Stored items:
______
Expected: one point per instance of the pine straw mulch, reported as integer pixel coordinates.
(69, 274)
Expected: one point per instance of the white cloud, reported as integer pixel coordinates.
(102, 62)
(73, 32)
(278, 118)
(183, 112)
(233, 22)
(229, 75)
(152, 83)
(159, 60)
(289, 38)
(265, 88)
______
Format the data above as a Markdown table with columns n and Line, one row per line and blank lines omitted.

| n | Line |
|---|---|
| 1 | Expected: one point per instance of the pine straw mulch, reported as integer pixel coordinates. |
| 2 | (69, 274) |
| 3 | Expected: one point per instance of the white cloud, reported as integer pixel coordinates. |
| 4 | (102, 62) |
| 5 | (73, 32) |
| 6 | (278, 118) |
| 7 | (183, 112) |
| 8 | (233, 22) |
| 9 | (229, 75) |
| 10 | (152, 83) |
| 11 | (159, 60) |
| 12 | (289, 38) |
| 13 | (265, 88) |